-- begin Source passage --

# My old man Found clutch of eggs hatching



## Jonesy1990 (Feb 13, 2013)

I asked him if he damaged them. He said that was the only one they accidentally split and they all came out and starting jumping around everywhere haha


----------



## Pythoninfinite (Feb 13, 2013)

Legless lizards...

Jamie


----------



## Jonesy1990 (Feb 13, 2013)

Dugites?


----------



## Pythoninfinite (Feb 13, 2013)

No, legless lizards... probably Delma fraseri from down your way.

Jamie


----------



## Jonesy1990 (Feb 13, 2013)

Righto cheers


----------



## Jonesy1990 (Feb 13, 2013)

Should they have forked tongues?


----------



## Radar (Feb 13, 2013)

If they're snakes.


----------



## Jonesy1990 (Feb 13, 2013)

My dad reckons they do and they are flicking them flat out lol he's not a real snake person n he was ****ting himself lol


----------



## Jonesy1990 (Feb 13, 2013)

There was heaps of eggs there.


----------



## GeckoJosh (Feb 13, 2013)

Jonesy1990 said:


> There was heaps of eggs there.


so he cut them all open?


----------



## Jonesy1990 (Feb 13, 2013)

Nah they have been popping out all day


----------



## GeckoJosh (Feb 13, 2013)

-- end Source passage --

* Exercise *
In the thread about the hatching eggs, which species does Pythoninfinite say the hatchlings probably are?

-- begin Given information --

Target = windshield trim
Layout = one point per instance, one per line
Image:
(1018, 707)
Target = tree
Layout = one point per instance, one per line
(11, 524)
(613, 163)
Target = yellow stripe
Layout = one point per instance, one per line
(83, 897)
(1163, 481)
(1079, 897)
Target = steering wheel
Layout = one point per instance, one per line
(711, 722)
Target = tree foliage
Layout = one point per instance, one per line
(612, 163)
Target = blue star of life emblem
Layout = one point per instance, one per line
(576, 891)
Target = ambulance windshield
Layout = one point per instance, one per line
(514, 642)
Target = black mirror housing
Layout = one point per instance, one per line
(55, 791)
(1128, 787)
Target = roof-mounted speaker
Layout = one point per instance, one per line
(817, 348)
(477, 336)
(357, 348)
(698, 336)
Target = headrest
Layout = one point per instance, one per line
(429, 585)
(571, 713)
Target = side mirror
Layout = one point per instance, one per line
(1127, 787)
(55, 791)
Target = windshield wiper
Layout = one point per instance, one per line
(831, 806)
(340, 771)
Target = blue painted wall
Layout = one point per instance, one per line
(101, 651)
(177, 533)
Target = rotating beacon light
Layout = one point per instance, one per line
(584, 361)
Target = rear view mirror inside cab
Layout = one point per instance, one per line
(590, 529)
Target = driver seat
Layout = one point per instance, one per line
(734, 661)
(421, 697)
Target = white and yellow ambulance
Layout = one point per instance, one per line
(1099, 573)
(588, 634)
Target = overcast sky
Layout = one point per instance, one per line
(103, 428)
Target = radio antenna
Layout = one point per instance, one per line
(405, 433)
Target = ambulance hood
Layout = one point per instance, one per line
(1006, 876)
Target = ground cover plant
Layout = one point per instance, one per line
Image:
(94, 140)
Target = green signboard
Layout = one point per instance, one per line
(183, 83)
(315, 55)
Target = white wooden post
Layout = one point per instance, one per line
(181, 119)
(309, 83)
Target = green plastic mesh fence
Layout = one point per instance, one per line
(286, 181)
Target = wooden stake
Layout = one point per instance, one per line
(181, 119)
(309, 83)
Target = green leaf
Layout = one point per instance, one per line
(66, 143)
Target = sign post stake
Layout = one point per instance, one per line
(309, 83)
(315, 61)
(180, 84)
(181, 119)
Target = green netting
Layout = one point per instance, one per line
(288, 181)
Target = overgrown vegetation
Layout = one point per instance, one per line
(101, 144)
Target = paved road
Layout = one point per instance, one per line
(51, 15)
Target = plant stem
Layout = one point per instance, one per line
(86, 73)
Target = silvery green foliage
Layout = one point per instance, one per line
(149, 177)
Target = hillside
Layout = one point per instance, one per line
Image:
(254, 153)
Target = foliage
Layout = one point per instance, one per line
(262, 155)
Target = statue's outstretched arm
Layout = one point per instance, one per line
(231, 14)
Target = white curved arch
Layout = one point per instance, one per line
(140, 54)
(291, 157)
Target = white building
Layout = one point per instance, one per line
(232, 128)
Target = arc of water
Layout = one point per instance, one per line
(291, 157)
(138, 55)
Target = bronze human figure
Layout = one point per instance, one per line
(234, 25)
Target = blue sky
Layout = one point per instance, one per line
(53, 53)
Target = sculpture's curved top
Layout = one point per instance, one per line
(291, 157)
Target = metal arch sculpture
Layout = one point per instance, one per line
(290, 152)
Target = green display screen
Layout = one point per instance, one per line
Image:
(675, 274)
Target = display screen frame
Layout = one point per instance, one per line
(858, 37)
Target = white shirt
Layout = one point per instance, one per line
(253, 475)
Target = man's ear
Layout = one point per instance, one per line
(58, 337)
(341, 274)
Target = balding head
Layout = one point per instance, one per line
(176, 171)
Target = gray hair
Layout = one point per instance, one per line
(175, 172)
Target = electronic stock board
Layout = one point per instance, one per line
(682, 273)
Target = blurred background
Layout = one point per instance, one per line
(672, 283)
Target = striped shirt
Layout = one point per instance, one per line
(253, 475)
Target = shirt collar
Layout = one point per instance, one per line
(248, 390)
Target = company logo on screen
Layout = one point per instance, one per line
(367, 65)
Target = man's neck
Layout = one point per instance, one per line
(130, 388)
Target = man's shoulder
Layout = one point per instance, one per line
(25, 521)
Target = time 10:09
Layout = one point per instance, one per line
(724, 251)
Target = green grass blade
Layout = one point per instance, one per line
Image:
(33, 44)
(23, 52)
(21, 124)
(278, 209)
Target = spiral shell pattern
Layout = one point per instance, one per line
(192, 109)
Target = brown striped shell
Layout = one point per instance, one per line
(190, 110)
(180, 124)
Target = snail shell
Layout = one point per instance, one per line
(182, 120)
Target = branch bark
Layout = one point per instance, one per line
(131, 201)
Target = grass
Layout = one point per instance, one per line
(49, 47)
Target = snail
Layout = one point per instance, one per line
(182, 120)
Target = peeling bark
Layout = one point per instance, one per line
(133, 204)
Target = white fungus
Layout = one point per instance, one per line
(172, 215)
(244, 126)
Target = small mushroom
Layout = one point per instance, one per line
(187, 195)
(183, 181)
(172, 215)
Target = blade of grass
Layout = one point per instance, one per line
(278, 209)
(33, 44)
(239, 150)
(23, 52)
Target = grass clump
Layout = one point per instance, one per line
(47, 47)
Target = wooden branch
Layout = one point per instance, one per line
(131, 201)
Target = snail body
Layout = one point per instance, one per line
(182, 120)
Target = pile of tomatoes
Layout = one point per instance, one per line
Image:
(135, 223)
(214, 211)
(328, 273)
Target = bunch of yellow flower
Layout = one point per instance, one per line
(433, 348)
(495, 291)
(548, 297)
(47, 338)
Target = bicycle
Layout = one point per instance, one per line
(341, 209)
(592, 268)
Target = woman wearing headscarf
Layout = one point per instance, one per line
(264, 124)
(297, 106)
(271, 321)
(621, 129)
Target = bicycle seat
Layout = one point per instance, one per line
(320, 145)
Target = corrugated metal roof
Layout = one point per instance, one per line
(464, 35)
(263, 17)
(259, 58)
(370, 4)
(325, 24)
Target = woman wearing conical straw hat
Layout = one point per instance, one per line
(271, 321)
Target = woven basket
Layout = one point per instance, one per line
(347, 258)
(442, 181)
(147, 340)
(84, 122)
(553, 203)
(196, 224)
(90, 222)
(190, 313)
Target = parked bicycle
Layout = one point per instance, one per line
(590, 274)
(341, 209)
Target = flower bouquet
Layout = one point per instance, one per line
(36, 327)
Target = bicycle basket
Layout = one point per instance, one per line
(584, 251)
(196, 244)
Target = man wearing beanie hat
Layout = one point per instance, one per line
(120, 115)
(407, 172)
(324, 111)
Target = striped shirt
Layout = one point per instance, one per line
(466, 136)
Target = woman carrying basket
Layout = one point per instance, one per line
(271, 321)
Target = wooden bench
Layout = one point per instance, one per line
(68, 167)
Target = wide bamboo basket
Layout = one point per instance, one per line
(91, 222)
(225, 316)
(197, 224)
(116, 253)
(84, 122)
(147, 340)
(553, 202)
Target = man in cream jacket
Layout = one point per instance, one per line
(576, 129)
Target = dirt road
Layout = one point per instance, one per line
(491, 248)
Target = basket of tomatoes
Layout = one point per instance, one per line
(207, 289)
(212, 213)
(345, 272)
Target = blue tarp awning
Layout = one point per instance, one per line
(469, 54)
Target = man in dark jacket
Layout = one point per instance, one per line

-- end Given information --

* Output *
Delma fraseri, a legless lizard.